Ann Arbor (Informed Comment) - Scott Pelley at CBS's "60 Minutes" interviewed Dr. Saad al-Jabri, the number 2 man in Saudi intelligence until 2014, when he fled for his life to Canada.

Al-Jabri made a number of serious accusations against Crown Prince Mohammad bin Salman (MBS), the de facto ruler of Saudi Arabia, including alleging that MBS sent a hit team or "Tiger Squad" to Toronto to assassinate him. This attempt was made soon after the October 3, 2018 murder in the Saudi consulate in Istanbul of dissident Washington Post columnist Jamal Khashoggi.Al-Jabri says that he was warned by an old friend in Saudi intelligence not to go near any Saudi consulate or embassy because he was next on the list. He says this was before Khashoggi's murder had become known.

As a former spy who lied for a living, who stands accused of embezzling $500 million from the Saudi counter-terrorism budget, al-Jabri's credibility cannot be taken for granted. Some of what he says, however, seems to be corroborated by the Canadian government, according to Pelley.

◆ **PROVIDED DATA**
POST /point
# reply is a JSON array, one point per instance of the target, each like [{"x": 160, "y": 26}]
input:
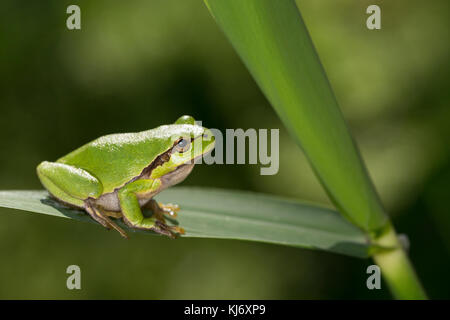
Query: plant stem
[{"x": 396, "y": 268}]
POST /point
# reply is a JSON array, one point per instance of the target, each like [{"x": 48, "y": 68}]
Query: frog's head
[{"x": 188, "y": 141}]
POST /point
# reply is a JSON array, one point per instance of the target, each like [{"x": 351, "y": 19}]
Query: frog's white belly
[{"x": 110, "y": 201}]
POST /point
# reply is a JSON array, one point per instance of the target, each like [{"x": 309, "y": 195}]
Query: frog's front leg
[
  {"x": 132, "y": 214},
  {"x": 160, "y": 210}
]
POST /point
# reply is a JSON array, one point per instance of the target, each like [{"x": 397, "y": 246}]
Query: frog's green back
[{"x": 116, "y": 159}]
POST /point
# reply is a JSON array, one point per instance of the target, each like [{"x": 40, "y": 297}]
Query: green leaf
[
  {"x": 221, "y": 214},
  {"x": 273, "y": 42}
]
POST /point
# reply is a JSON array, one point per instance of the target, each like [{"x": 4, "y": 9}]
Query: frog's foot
[
  {"x": 132, "y": 213},
  {"x": 171, "y": 231},
  {"x": 157, "y": 226},
  {"x": 161, "y": 210},
  {"x": 103, "y": 219}
]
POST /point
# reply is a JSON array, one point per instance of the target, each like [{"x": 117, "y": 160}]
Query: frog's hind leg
[{"x": 132, "y": 214}]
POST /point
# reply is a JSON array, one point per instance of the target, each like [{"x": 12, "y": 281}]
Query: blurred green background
[{"x": 137, "y": 64}]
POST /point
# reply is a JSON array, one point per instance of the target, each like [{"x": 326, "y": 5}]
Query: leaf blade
[
  {"x": 224, "y": 214},
  {"x": 273, "y": 42}
]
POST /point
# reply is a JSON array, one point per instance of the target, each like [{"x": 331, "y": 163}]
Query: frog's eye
[{"x": 182, "y": 145}]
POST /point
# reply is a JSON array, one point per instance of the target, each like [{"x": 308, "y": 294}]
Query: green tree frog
[{"x": 117, "y": 175}]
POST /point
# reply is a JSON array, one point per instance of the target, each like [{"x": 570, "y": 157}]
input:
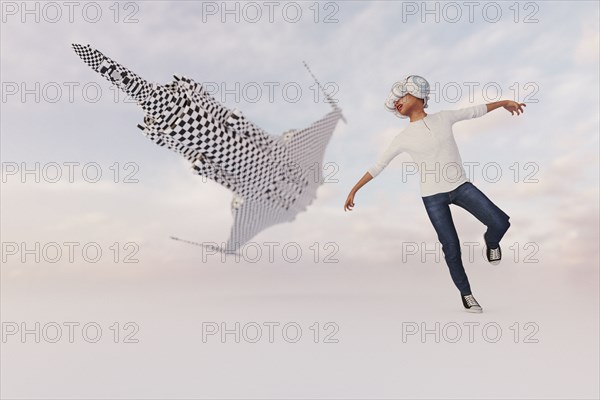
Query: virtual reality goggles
[{"x": 415, "y": 85}]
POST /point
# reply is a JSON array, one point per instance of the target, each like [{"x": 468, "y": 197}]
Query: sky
[{"x": 356, "y": 268}]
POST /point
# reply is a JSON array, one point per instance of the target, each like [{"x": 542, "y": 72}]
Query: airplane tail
[
  {"x": 328, "y": 98},
  {"x": 123, "y": 78}
]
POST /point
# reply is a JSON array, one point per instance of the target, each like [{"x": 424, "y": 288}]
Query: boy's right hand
[{"x": 349, "y": 202}]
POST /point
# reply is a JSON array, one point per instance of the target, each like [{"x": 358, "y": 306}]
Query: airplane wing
[{"x": 251, "y": 216}]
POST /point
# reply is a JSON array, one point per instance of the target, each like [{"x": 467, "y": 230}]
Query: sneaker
[
  {"x": 470, "y": 304},
  {"x": 494, "y": 255}
]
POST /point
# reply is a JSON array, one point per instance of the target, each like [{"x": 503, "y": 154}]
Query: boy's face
[{"x": 408, "y": 103}]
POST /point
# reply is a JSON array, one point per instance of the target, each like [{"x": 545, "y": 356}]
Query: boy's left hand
[{"x": 513, "y": 106}]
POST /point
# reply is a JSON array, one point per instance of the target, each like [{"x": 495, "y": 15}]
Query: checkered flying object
[{"x": 273, "y": 178}]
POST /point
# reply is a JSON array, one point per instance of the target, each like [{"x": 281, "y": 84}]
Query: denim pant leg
[
  {"x": 438, "y": 210},
  {"x": 469, "y": 197}
]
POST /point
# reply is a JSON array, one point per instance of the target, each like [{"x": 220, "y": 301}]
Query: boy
[{"x": 430, "y": 142}]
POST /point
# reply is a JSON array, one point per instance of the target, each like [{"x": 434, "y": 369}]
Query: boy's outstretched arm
[{"x": 510, "y": 105}]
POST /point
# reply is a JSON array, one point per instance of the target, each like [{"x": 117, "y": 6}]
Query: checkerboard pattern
[{"x": 273, "y": 178}]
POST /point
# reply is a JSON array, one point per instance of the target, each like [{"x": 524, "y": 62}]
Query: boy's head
[{"x": 408, "y": 95}]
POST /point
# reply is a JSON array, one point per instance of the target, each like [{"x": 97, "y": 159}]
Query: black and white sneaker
[
  {"x": 494, "y": 255},
  {"x": 470, "y": 304}
]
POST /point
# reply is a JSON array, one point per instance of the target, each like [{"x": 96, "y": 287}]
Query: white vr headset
[{"x": 415, "y": 85}]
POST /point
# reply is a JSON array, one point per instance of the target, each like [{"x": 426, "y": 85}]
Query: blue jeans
[{"x": 474, "y": 201}]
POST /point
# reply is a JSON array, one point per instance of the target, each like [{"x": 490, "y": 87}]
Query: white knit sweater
[{"x": 430, "y": 143}]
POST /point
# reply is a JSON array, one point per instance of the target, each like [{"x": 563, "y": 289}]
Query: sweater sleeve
[
  {"x": 466, "y": 113},
  {"x": 384, "y": 159}
]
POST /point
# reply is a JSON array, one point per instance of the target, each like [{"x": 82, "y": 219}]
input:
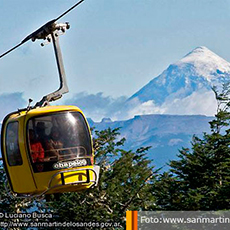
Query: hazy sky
[{"x": 113, "y": 46}]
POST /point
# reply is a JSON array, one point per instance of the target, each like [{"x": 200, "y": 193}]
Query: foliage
[{"x": 125, "y": 183}]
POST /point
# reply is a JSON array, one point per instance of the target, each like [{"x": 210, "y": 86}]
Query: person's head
[
  {"x": 55, "y": 133},
  {"x": 32, "y": 136},
  {"x": 40, "y": 128}
]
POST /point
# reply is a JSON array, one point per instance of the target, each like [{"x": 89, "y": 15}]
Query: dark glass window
[
  {"x": 12, "y": 147},
  {"x": 58, "y": 137}
]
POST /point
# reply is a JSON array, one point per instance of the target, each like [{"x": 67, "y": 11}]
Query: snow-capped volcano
[{"x": 184, "y": 87}]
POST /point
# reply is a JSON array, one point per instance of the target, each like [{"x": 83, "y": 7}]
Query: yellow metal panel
[{"x": 20, "y": 176}]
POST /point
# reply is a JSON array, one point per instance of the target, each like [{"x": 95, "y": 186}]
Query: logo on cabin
[{"x": 70, "y": 164}]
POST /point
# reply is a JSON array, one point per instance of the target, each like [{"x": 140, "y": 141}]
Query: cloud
[
  {"x": 97, "y": 106},
  {"x": 10, "y": 102},
  {"x": 199, "y": 102}
]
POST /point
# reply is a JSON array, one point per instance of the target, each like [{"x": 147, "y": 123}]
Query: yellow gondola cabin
[{"x": 69, "y": 167}]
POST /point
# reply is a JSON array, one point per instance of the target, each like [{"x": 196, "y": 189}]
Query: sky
[{"x": 113, "y": 48}]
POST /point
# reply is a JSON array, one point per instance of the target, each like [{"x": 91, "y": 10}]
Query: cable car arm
[{"x": 63, "y": 84}]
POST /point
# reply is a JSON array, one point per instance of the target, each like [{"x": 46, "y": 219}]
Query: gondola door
[{"x": 15, "y": 158}]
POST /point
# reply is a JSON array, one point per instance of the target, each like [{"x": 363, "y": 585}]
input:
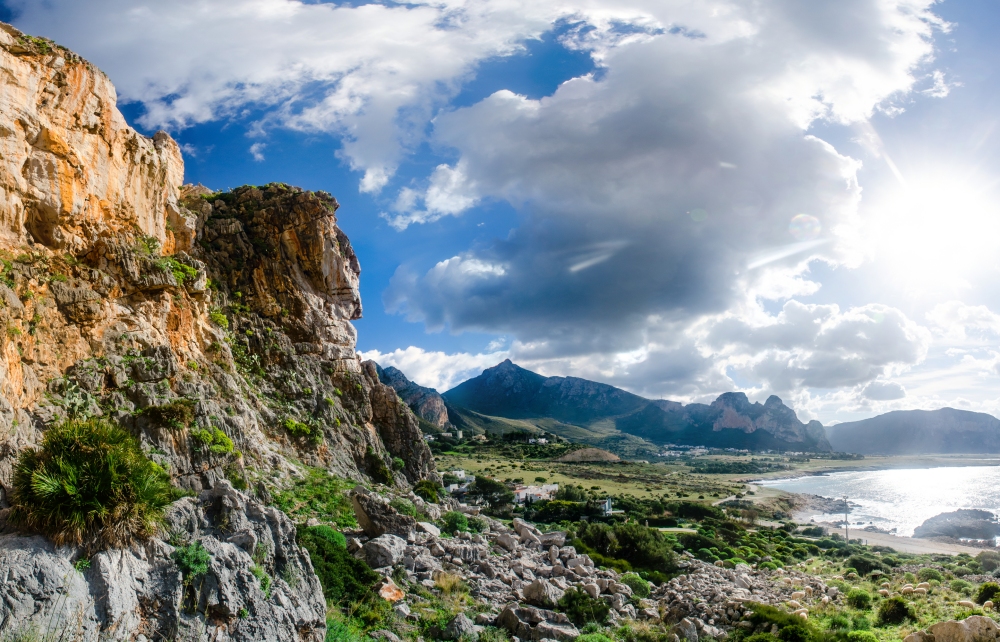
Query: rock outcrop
[
  {"x": 731, "y": 421},
  {"x": 961, "y": 524},
  {"x": 216, "y": 327},
  {"x": 426, "y": 403},
  {"x": 122, "y": 594}
]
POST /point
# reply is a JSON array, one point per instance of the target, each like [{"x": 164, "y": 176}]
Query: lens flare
[{"x": 805, "y": 227}]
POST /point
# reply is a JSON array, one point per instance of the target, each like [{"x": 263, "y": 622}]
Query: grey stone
[
  {"x": 376, "y": 517},
  {"x": 460, "y": 626},
  {"x": 386, "y": 550},
  {"x": 541, "y": 592}
]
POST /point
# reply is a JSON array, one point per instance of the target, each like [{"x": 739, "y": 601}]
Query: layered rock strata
[{"x": 216, "y": 327}]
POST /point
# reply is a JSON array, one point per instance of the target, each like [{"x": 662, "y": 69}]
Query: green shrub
[
  {"x": 318, "y": 494},
  {"x": 580, "y": 608},
  {"x": 859, "y": 599},
  {"x": 839, "y": 622},
  {"x": 311, "y": 433},
  {"x": 404, "y": 506},
  {"x": 794, "y": 633},
  {"x": 329, "y": 534},
  {"x": 213, "y": 440},
  {"x": 219, "y": 319},
  {"x": 928, "y": 574},
  {"x": 986, "y": 592},
  {"x": 176, "y": 415},
  {"x": 89, "y": 482},
  {"x": 426, "y": 490},
  {"x": 192, "y": 560},
  {"x": 455, "y": 521},
  {"x": 894, "y": 610},
  {"x": 960, "y": 586},
  {"x": 639, "y": 586},
  {"x": 864, "y": 564},
  {"x": 494, "y": 634},
  {"x": 344, "y": 578}
]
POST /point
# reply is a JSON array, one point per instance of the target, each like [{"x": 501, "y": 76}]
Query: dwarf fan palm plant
[{"x": 89, "y": 483}]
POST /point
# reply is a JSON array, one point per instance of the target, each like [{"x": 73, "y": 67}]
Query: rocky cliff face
[
  {"x": 191, "y": 318},
  {"x": 426, "y": 403},
  {"x": 731, "y": 421},
  {"x": 913, "y": 432}
]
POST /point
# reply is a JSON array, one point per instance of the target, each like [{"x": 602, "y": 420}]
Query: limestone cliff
[{"x": 192, "y": 318}]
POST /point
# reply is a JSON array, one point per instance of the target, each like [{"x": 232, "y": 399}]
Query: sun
[{"x": 937, "y": 228}]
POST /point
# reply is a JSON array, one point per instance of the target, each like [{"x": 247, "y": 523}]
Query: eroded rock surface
[{"x": 142, "y": 591}]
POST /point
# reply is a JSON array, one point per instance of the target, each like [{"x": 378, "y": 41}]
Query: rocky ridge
[
  {"x": 215, "y": 327},
  {"x": 523, "y": 571}
]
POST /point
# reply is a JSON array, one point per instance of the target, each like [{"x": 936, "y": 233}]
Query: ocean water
[{"x": 900, "y": 499}]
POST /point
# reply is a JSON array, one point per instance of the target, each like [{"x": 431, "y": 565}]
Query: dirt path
[{"x": 905, "y": 544}]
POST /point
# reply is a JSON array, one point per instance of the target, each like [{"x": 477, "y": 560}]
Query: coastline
[{"x": 876, "y": 462}]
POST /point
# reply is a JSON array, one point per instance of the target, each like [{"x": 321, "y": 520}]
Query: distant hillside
[
  {"x": 426, "y": 403},
  {"x": 588, "y": 454},
  {"x": 617, "y": 420},
  {"x": 912, "y": 432}
]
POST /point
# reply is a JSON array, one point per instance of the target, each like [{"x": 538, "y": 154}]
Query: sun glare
[{"x": 938, "y": 229}]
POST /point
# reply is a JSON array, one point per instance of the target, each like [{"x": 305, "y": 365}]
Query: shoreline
[{"x": 890, "y": 462}]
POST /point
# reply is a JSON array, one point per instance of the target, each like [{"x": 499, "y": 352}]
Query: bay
[{"x": 899, "y": 500}]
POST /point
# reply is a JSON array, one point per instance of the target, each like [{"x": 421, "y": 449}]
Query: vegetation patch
[
  {"x": 89, "y": 482},
  {"x": 344, "y": 578},
  {"x": 213, "y": 440},
  {"x": 176, "y": 415},
  {"x": 318, "y": 494}
]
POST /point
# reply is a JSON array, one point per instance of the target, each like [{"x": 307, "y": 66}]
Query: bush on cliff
[
  {"x": 344, "y": 578},
  {"x": 89, "y": 482}
]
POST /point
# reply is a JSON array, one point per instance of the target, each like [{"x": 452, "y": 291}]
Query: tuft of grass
[
  {"x": 318, "y": 494},
  {"x": 89, "y": 482},
  {"x": 176, "y": 415},
  {"x": 214, "y": 440},
  {"x": 344, "y": 578}
]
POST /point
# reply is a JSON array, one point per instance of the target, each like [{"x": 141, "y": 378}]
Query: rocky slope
[
  {"x": 913, "y": 432},
  {"x": 507, "y": 390},
  {"x": 521, "y": 572},
  {"x": 426, "y": 403},
  {"x": 183, "y": 315}
]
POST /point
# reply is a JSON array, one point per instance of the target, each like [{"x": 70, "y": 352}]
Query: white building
[{"x": 534, "y": 493}]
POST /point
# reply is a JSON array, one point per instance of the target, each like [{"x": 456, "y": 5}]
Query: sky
[{"x": 677, "y": 197}]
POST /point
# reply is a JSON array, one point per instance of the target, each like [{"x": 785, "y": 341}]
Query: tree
[{"x": 490, "y": 492}]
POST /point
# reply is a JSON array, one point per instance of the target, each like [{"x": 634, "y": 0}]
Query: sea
[{"x": 899, "y": 500}]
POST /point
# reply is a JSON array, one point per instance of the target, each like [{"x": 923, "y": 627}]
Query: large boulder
[
  {"x": 385, "y": 550},
  {"x": 529, "y": 623},
  {"x": 461, "y": 627},
  {"x": 541, "y": 592},
  {"x": 376, "y": 517},
  {"x": 141, "y": 590}
]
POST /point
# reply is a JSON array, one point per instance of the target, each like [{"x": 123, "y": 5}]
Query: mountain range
[
  {"x": 507, "y": 397},
  {"x": 914, "y": 432}
]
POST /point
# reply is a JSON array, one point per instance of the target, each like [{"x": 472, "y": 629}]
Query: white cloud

◆ **ACTION ITEM**
Answer these questions from the excerpt about the Saad al-Jabri interview:
1. Until what year was al-Jabri the number 2 man in Saudi intelligence?
2. On what date was Jamal Khashoggi murdered?
3. How much money is al-Jabri accused of embezzling, and from which budget?

◆ **COMPLETED EXERCISE**
1. 2014
2. October 3, 2018
3. $500 million, from the Saudi counter-terrorism budget